◆ Aufgabe und Anforderungen ◆
Schreiben Sie aus der Rede zur Klimapolitik den Abschnitt von „Ich habe versprochen, dass“ bis einschließlich „mir das nachsehen.“ wortgetreu ab.

Meine Damen und Herren!

Vielen Dank für die Einladung. Es ist mir eine große Freude, wieder in Berlin zu sein. Ich war schon oft in Berlin, und erinnere mich sehr gerne an die Zeit, als ich selbst hier gelebt habe. Es ist mehr als zwanzig Jahre her, als ich in Prenzlauer Berg gewohnt habe. Regelmäßig fuhr ich nach Charlottenburg, um Sport zu machen. Auf das Thema Sport werde ich gleich noch zurückkommen. Während dieser Jahre, erlebte eine ich eine unglaubliche Gastfreundschaft und Freundlichkeit. Ich hatte das Privileg, viel über dieses Land und seine Menschen zu lernen.

Neben den persönlichen Erfahrungen meiner jungen Jahre hatte ich auch eine sehr produktive Zusammenarbeit mit Ministerinnen und Ministern, Parlamentariern und vielen anderen hier in Deutschland, als ich Mitglied der Regierung der Niederlande war. Und ich freue mich, dass diese Zusammenarbeit auch in meiner jetzigen Funktion als EU-Kommissar für Klimapolitik fortbestehen.

Heute bin ich hier, um über die Herausforderung zu sprechen, unsere Klima-, Energie- und Wirtschaftspolitik miteinander zu verbinden. Es ist wichtig, dass wir eine Bestandsaufnahme machen, wo wir stehen, und wohin wir gehen.

Ich habe versprochen, dass ich auf das Thema Sport zurückkommen werde. Nun, das liegt daran, dass ich diese Rede ein wenig wie die Aussprache mit der Mannschaft während der Halbzeitpause nutzen möchte. Ich hoffe, es sind hier genug Fußballfans im Saal! Mit Blick auf die Fußballeuropameisterschaft werden Sie mir das nachsehen.

◆ Aufgeführte Einträge ◆

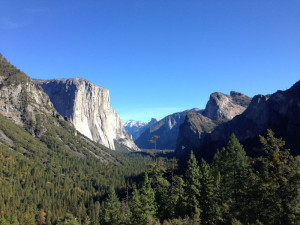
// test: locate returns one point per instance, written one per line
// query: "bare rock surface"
(88, 107)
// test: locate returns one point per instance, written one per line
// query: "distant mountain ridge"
(136, 128)
(279, 112)
(183, 129)
(219, 109)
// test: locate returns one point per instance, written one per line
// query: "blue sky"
(156, 56)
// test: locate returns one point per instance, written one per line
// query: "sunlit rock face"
(226, 107)
(87, 106)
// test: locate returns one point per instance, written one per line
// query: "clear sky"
(156, 56)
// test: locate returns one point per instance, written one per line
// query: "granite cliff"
(87, 106)
(279, 112)
(31, 126)
(167, 129)
(225, 107)
(136, 128)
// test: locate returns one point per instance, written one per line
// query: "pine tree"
(207, 195)
(276, 185)
(112, 209)
(234, 168)
(192, 190)
(143, 203)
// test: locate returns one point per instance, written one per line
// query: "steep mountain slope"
(167, 129)
(219, 109)
(224, 107)
(191, 131)
(279, 112)
(49, 171)
(136, 128)
(27, 105)
(87, 106)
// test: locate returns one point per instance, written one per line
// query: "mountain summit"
(88, 107)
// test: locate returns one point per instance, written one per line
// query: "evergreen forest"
(231, 189)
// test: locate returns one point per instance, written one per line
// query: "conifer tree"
(276, 186)
(207, 195)
(234, 168)
(192, 190)
(143, 203)
(112, 209)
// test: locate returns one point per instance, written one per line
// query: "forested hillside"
(232, 189)
(42, 181)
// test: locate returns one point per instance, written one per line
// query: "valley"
(67, 158)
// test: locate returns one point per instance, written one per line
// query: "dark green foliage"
(47, 175)
(112, 209)
(207, 199)
(43, 180)
(193, 186)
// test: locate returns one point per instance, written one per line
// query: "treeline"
(45, 181)
(232, 189)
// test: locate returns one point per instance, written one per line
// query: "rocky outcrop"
(87, 106)
(279, 112)
(191, 131)
(22, 101)
(27, 111)
(167, 129)
(136, 128)
(221, 107)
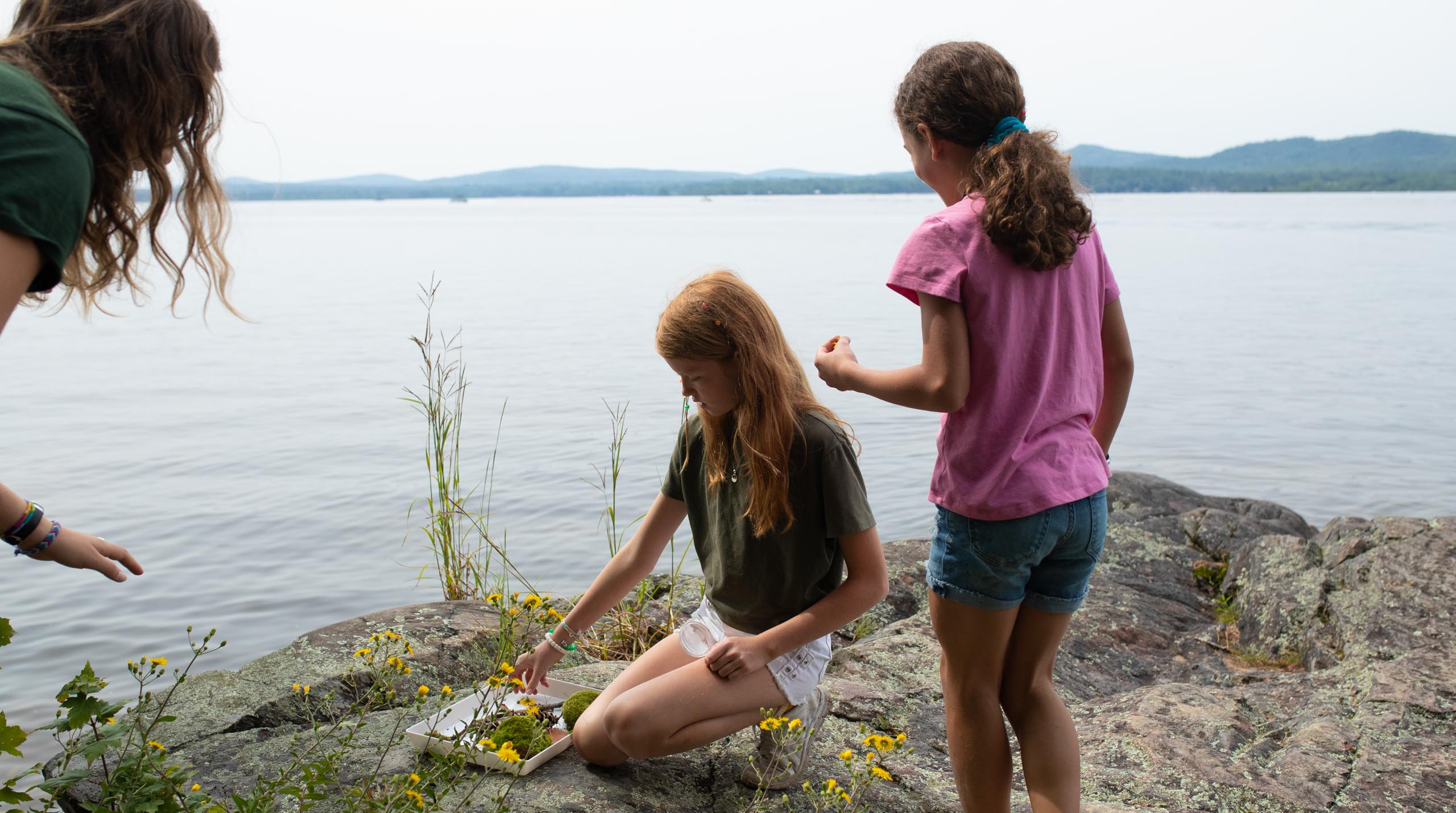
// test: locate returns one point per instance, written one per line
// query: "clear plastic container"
(700, 634)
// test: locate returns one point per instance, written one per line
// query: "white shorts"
(796, 673)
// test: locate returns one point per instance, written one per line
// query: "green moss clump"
(526, 733)
(576, 704)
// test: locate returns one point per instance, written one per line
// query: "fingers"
(113, 550)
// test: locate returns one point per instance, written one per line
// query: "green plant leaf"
(63, 780)
(11, 738)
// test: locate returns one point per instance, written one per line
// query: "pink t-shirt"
(1023, 439)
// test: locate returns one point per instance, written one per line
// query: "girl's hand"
(833, 361)
(533, 665)
(85, 551)
(737, 658)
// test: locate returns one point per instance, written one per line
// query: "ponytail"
(970, 95)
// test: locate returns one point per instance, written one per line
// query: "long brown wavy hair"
(721, 317)
(1034, 210)
(137, 77)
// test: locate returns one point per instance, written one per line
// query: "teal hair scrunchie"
(1004, 128)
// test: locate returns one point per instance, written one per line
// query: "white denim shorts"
(796, 673)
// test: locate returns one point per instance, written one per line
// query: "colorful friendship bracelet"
(46, 543)
(557, 646)
(27, 525)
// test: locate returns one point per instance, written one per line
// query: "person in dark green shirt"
(768, 480)
(94, 92)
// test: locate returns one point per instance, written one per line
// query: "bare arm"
(19, 264)
(1117, 374)
(632, 563)
(940, 383)
(865, 587)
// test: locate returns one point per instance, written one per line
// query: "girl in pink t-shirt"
(1027, 355)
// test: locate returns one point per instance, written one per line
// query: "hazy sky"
(436, 88)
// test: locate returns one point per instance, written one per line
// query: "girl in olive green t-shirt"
(91, 94)
(769, 483)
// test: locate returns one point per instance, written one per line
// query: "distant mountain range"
(1398, 160)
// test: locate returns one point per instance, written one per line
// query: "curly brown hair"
(139, 79)
(721, 317)
(1034, 210)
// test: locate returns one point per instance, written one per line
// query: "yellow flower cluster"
(774, 723)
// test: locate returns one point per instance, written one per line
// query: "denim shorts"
(1043, 561)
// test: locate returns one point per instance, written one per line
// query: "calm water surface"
(1295, 348)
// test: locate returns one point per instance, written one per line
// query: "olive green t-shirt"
(760, 582)
(46, 172)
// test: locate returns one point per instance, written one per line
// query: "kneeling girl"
(768, 479)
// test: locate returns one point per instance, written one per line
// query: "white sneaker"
(771, 767)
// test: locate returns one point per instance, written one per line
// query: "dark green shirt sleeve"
(846, 507)
(46, 179)
(673, 480)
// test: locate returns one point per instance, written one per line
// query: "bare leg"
(590, 736)
(973, 649)
(667, 703)
(1050, 754)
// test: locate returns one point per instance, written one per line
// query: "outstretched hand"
(833, 363)
(85, 551)
(737, 658)
(533, 666)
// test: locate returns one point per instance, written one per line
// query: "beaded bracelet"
(46, 543)
(28, 522)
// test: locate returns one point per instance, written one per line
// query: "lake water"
(1295, 348)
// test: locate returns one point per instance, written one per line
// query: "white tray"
(465, 710)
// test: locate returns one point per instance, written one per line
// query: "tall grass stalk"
(459, 538)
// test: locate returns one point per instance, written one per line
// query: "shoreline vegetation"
(114, 754)
(1387, 162)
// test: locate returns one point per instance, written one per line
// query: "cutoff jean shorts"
(796, 673)
(1043, 561)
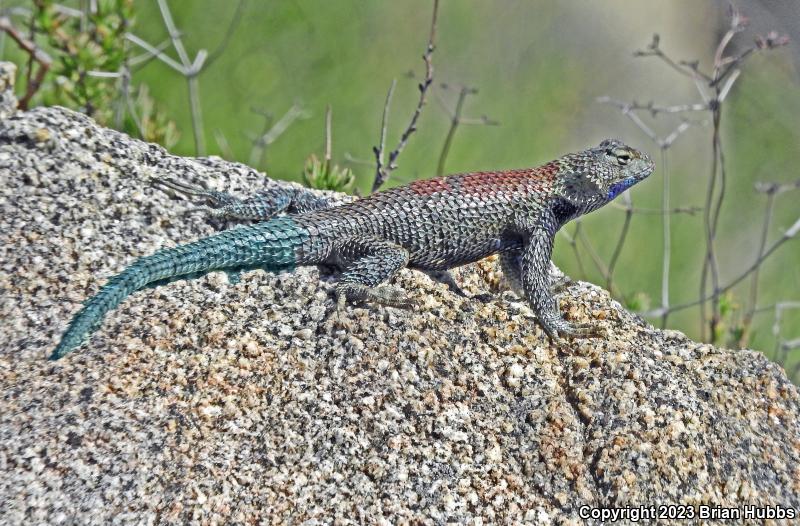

◆ Antwort zur Aufgabe ◆
Ich habe versprochen, dass ich auf das Thema Sport zurückkommen werde. Nun, das liegt daran, dass ich diese Rede ein wenig wie die Aussprache mit der Mannschaft während der Halbzeitpause nutzen möchte. Ich hoffe, es sind hier genug Fußballfans im Saal! Mit Blick auf die Fußballeuropameisterschaft werden Sie mir das nachsehen.